Rewrite the entries below, changing "one marker per instance" to "a single marker per instance" and leaving everything else unchanged.

##### LISTING

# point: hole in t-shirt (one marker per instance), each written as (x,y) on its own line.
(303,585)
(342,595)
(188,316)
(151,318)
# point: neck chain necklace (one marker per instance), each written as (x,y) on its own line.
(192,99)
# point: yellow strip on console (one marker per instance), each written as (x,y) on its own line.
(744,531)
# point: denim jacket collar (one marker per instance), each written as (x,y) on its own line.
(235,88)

##########

**TASK OUTPUT**
# point: hole in t-shirt (a single marker per instance), each written as (x,y) on its own line.
(303,585)
(342,595)
(188,316)
(151,318)
# point: neck chain necklace (a single marker per instance), each written as (x,y) on its own line.
(192,99)
# point: yellow strip on console (a single marker per instance), each written as (x,y) on its own line.
(744,531)
# point: denim jacket collar (a single marker per instance), each written as (x,y) on its own line.
(235,88)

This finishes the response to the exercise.